■ The request
Rewrite the lines beginning with the one that contains "Target: blue plastic sheet covering window" and continuing through the one that contains "146], [84, 146]]", putting "green shrub" in place of "green bush" and keeping everything else the same.

(Region annotation rows)
▶
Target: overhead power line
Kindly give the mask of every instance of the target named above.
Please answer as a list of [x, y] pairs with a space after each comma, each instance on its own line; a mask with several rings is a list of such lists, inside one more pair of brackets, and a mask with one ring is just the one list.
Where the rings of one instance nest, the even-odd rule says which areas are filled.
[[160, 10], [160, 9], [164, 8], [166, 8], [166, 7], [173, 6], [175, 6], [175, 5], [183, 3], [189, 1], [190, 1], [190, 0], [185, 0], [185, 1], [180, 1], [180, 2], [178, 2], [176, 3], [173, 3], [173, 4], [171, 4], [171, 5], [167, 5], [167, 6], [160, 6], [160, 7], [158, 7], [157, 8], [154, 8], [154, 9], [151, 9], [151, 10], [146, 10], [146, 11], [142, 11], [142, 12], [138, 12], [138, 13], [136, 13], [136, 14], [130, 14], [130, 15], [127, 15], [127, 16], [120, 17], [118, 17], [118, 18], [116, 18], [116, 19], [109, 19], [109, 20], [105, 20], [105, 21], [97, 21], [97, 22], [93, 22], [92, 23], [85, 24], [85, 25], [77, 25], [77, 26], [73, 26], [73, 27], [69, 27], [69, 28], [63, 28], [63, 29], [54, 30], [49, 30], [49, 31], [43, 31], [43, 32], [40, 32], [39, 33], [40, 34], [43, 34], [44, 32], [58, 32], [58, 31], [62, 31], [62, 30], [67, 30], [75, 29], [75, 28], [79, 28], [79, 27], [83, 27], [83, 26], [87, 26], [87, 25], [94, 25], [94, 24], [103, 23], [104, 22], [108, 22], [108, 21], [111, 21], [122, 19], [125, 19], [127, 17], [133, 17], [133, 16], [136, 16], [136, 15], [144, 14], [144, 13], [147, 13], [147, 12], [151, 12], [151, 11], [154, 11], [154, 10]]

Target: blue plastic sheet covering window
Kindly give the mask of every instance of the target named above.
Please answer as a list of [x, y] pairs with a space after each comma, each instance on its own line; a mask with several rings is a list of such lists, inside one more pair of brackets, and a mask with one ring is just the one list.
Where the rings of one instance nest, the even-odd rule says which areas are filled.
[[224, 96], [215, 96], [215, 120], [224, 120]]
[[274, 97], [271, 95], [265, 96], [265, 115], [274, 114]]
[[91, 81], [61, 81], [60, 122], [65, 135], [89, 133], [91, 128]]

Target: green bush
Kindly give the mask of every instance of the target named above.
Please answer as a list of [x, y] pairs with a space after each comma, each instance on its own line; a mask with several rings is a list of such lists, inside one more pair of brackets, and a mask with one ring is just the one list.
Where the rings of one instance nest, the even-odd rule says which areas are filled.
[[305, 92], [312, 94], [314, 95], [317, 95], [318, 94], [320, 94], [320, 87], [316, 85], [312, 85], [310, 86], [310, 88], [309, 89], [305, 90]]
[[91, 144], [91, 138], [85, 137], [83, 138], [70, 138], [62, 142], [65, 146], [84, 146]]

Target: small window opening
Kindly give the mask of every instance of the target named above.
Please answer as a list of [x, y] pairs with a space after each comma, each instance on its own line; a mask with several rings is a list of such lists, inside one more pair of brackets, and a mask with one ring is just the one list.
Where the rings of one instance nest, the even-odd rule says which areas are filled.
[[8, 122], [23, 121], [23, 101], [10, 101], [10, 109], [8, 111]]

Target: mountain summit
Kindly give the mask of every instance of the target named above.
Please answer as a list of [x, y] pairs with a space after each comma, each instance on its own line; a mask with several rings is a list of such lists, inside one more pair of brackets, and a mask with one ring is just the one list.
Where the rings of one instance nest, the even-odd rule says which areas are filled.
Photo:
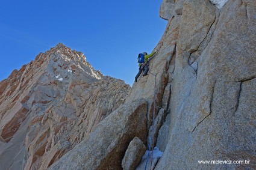
[[45, 169], [123, 103], [130, 88], [63, 44], [39, 53], [0, 82], [0, 164], [7, 169], [25, 160], [26, 169]]

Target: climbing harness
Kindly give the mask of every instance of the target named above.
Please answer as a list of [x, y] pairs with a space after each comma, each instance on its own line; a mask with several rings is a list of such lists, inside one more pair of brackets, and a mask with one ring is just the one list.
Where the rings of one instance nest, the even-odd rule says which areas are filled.
[[152, 169], [152, 162], [153, 162], [153, 147], [154, 147], [154, 121], [155, 121], [155, 79], [157, 77], [157, 74], [154, 74], [153, 73], [152, 73], [150, 71], [149, 71], [149, 73], [152, 74], [154, 77], [155, 77], [155, 87], [154, 87], [154, 109], [153, 109], [153, 121], [152, 123], [152, 135], [151, 135], [151, 139], [150, 141], [150, 144], [149, 144], [149, 148], [148, 149], [148, 157], [146, 159], [146, 166], [145, 166], [145, 170], [146, 170], [146, 166], [148, 165], [148, 158], [149, 157], [149, 152], [150, 150], [152, 148], [152, 156], [151, 156], [151, 166], [150, 166], [150, 169]]

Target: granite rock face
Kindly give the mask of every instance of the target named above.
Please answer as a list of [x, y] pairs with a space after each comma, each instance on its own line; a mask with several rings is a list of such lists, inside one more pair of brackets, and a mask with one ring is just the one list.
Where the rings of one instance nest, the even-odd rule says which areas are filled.
[[130, 142], [135, 137], [146, 142], [146, 112], [145, 99], [121, 105], [48, 169], [122, 169]]
[[[168, 142], [155, 169], [254, 169], [256, 4], [229, 0], [219, 10], [199, 1], [183, 4]], [[202, 17], [196, 18], [198, 12]], [[250, 163], [198, 163], [214, 160]]]
[[1, 168], [46, 169], [122, 104], [130, 88], [62, 44], [40, 53], [0, 82]]
[[[122, 169], [125, 153], [138, 151], [134, 138], [148, 145], [154, 135], [163, 152], [154, 169], [255, 169], [255, 9], [254, 0], [164, 0], [158, 52], [131, 89], [62, 45], [40, 54], [0, 82], [0, 164]], [[244, 163], [198, 163], [218, 160]]]

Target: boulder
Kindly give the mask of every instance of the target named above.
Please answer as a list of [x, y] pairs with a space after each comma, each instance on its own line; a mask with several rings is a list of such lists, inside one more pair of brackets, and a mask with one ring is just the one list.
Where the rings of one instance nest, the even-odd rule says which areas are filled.
[[123, 170], [133, 170], [137, 167], [146, 151], [146, 147], [137, 137], [135, 137], [129, 144], [122, 160]]

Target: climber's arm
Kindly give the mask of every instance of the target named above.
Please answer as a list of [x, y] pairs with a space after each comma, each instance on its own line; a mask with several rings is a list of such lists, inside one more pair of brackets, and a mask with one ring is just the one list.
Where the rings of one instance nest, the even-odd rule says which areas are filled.
[[152, 56], [155, 53], [156, 53], [156, 52], [155, 51], [154, 51], [154, 52], [153, 52], [152, 53], [151, 53], [151, 54], [149, 54], [149, 55], [145, 55], [144, 57], [145, 57], [145, 58], [146, 59], [149, 59], [149, 58], [151, 58], [151, 56]]

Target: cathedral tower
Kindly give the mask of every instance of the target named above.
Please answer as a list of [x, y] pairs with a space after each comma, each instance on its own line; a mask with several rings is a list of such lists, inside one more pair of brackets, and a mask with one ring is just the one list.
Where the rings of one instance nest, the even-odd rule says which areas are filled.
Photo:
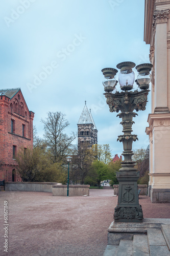
[[91, 110], [90, 109], [90, 112], [88, 110], [86, 101], [77, 125], [78, 150], [81, 146], [88, 145], [91, 147], [94, 144], [98, 144], [98, 130], [91, 113]]

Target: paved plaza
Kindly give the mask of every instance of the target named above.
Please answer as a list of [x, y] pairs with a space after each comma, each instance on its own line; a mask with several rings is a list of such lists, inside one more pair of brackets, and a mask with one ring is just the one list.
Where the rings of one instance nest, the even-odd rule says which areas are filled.
[[[0, 191], [1, 255], [102, 256], [117, 197], [90, 189], [89, 197], [43, 192]], [[8, 201], [8, 252], [4, 251], [4, 203]], [[170, 203], [139, 196], [144, 218], [169, 218]]]

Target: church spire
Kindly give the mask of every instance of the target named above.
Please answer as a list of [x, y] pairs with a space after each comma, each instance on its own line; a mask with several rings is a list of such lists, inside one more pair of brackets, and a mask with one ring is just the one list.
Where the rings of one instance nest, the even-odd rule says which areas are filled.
◀
■ Exercise solution
Target: blue plastic sheet covering window
Kindly give the mask of every instance of the target named above.
Please answer as a list of [x, y] pairs with a space after each comma, each instance on its own line; a mask with several rings is a list of such lists, inside one more pair of brackets, and a mask with one ring is just the one list.
Where the rings of one instance nest, the even-odd rule says which areas are filled.
[[224, 96], [215, 96], [215, 120], [224, 120]]
[[274, 97], [271, 95], [265, 96], [265, 115], [274, 114]]
[[91, 81], [61, 81], [60, 122], [65, 135], [89, 133], [91, 128]]

Target: green shrub
Kindly give the mask of every instance of the target named above.
Please answer as a list of [x, y] pairs with a space after each comma, each instance on its own line; a mask with several rings is a list of such lists, inside one more pair of brackets, and a mask with one ring is just the one list.
Where the rings of one instance nest, the even-odd rule says which areas are filled.
[[305, 92], [312, 94], [314, 95], [317, 95], [318, 94], [320, 94], [320, 87], [316, 85], [312, 85], [310, 86], [310, 88], [309, 89], [305, 90]]
[[91, 144], [91, 138], [85, 137], [83, 138], [70, 138], [62, 142], [65, 146], [84, 146]]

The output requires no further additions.